→ Input records:
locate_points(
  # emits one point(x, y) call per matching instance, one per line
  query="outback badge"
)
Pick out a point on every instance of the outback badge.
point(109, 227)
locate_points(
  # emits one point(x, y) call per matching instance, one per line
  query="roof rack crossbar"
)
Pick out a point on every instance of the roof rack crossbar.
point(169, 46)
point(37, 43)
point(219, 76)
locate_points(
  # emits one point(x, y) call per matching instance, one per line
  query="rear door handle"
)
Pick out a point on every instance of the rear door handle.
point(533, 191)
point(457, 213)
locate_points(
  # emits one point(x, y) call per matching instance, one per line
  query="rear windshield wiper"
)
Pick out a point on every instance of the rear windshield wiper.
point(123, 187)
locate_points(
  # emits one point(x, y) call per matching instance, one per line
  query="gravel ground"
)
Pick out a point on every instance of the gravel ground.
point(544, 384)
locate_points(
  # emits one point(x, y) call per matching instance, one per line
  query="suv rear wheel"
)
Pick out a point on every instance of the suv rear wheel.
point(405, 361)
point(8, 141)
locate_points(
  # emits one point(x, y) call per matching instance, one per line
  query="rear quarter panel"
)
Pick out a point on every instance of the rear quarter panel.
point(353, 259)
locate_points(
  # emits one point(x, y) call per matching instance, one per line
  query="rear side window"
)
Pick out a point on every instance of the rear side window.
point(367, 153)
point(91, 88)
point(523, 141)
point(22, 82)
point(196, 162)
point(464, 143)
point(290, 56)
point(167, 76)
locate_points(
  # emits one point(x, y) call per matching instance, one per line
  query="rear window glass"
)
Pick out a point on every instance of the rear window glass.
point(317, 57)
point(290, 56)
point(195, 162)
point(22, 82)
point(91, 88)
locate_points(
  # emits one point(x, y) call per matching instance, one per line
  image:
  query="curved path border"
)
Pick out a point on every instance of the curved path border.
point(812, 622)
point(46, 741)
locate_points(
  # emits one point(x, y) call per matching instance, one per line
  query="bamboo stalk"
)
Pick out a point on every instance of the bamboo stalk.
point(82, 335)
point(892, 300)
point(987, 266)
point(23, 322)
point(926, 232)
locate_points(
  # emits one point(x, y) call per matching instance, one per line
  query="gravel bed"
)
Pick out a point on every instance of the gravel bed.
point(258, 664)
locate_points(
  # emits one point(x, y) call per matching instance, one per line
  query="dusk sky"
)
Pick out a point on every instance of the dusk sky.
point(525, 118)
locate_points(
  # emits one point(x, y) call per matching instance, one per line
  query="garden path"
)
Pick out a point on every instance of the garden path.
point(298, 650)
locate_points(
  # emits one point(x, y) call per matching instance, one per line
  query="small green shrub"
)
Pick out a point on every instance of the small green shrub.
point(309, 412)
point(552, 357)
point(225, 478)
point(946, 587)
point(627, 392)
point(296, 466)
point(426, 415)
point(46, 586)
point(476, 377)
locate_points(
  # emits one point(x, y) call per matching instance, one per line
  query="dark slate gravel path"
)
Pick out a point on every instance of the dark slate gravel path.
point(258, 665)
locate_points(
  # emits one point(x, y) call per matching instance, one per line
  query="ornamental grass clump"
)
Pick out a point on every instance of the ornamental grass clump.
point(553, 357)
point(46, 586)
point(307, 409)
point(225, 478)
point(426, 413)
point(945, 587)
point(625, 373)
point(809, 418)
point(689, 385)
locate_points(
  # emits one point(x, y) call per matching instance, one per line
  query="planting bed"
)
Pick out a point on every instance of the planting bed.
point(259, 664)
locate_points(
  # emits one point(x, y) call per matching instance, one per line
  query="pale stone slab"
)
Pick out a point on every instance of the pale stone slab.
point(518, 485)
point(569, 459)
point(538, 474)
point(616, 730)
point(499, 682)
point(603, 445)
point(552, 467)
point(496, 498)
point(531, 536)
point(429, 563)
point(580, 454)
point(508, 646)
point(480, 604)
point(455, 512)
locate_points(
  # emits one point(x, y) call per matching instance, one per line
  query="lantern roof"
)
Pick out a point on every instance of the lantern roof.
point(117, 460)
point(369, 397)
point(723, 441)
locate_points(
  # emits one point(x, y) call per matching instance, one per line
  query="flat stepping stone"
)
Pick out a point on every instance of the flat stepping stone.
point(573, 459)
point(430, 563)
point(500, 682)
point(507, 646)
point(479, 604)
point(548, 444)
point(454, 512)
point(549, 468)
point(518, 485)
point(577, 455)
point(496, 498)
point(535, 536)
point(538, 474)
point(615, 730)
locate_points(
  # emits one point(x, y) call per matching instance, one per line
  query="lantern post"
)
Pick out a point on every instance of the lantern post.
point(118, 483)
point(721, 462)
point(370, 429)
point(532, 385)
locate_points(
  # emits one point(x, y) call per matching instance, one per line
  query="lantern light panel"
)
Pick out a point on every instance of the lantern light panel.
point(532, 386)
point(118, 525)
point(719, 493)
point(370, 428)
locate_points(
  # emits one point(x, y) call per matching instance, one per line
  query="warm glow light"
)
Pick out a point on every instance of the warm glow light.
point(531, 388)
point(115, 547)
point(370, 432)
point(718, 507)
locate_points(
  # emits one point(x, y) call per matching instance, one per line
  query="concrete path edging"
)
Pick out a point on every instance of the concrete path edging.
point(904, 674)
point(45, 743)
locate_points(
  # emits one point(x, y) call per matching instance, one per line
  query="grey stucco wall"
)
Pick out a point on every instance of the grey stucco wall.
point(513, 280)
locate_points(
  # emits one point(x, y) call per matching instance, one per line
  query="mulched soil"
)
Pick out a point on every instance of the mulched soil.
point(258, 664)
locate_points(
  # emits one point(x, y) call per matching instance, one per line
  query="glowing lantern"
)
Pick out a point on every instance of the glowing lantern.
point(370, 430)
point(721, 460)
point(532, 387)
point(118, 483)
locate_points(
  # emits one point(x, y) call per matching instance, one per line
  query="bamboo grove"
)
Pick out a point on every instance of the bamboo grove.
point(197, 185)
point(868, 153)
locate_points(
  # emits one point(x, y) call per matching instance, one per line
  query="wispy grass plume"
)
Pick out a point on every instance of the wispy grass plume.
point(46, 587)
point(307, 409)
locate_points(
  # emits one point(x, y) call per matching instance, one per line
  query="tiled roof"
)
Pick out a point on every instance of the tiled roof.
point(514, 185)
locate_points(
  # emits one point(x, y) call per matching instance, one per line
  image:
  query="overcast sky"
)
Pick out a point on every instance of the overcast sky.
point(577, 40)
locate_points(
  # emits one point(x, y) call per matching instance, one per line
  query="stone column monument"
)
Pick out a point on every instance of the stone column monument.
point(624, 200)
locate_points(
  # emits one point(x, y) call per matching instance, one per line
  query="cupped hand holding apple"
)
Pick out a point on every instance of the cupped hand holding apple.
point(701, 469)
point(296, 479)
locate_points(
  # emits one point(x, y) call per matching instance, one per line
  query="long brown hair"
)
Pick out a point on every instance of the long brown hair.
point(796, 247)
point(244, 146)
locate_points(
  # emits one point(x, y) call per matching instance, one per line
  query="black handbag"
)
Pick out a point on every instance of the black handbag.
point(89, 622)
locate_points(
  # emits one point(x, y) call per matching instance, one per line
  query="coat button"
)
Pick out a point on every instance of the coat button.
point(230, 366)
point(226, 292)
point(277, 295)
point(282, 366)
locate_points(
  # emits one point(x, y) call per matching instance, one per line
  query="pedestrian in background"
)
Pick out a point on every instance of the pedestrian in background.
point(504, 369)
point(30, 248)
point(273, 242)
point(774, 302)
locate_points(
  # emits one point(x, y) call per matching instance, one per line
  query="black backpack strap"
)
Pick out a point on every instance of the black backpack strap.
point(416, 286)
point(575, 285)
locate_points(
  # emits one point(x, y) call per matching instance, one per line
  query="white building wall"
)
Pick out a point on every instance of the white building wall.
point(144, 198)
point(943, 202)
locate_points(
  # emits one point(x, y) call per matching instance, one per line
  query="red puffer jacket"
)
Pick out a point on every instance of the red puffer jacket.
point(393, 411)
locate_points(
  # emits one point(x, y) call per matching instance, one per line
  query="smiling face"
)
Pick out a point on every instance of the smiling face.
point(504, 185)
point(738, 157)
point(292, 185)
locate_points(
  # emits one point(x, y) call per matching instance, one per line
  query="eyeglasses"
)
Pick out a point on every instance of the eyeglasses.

→ Your task:
With "eyeglasses" as the string to find, copy every line of the records that holds it.

→ Answer box:
  query="eyeglasses"
Pick out a point on every instance of the eyeglasses.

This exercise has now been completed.